ZITIERTE PASSAGE —
· · · · · · ·
© JUNGE FREIHEIT Verlag GmbH & Co. www.jungefreiheit.de 50/03 05. Dezember 2003

Meldungen

Auflösung von Erinnerungskultur

SEELZE. Vor vier Jahren lebten in Deutschland weniger als fünf Millionen Menschen, die noch über persönliche Erinnerung an die Zeit des Zweiten Weltkriegs verfügten. Mit dem Aussterben dieser Zeitzeugen ist also um 2020 zu rechnen. Wie der Düsseldorfer Historiker Christoph Cornelißen in einem Beitrag über "Erinnerungskultur" ausführt (Geschichte in Wissenschaft und Unterricht, 10/03), bilden aber maximal drei aufeinanderfolgende Generationen eine "Erfahrungs-, Erinnerungs- und Erzählgemeinschaft". Günstigstenfalls sind daher die um 1980 geborenen Enkel der "Flakhelfer" die letzten Träger des vom Zweiten Weltkrieg vielleicht nur noch rudimentär geprägten "kommunikativen Gedächtnisses". Im Verlauf der nächsten dreißig Jahre, so lautet die bei Cornelißen nicht explizite Schlußfolgerung, dürfte die kollektive Identität dann in einem Ausmaß von neuen Deutungsmustern bestimmt werden, die den geschichtspolitischen Wert etwa Hitlers und Stalins auf die Dimensionen Napoleon und Metternichs einschrumpfen. Auch andere "Katastrophen" des 20. Jahrhunderts werden mit der Auflösung des Generationenzusammenhangs für die heranwachsenden "Erfahrungskohorten" existenzielle, sinnstiftende Bedeutung mit fast naturgesetzlicher Zwangsläufigkeit verlieren.
· · · · · · ·
QUELLDATEN —

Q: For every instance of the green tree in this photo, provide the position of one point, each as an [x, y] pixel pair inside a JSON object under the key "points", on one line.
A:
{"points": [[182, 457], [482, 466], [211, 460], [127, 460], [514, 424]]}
· · · · · · ·
Wie viele aufeinanderfolgende Generationen bilden nach der Meldung über die Auflösung der Erinnerungskultur höchstens eine „Erfahrungs-, Erinnerungs- und Erzählgemeinschaft“?

ERWARTETE ANTWORT — Höchstens drei aufeinanderfolgende Generationen.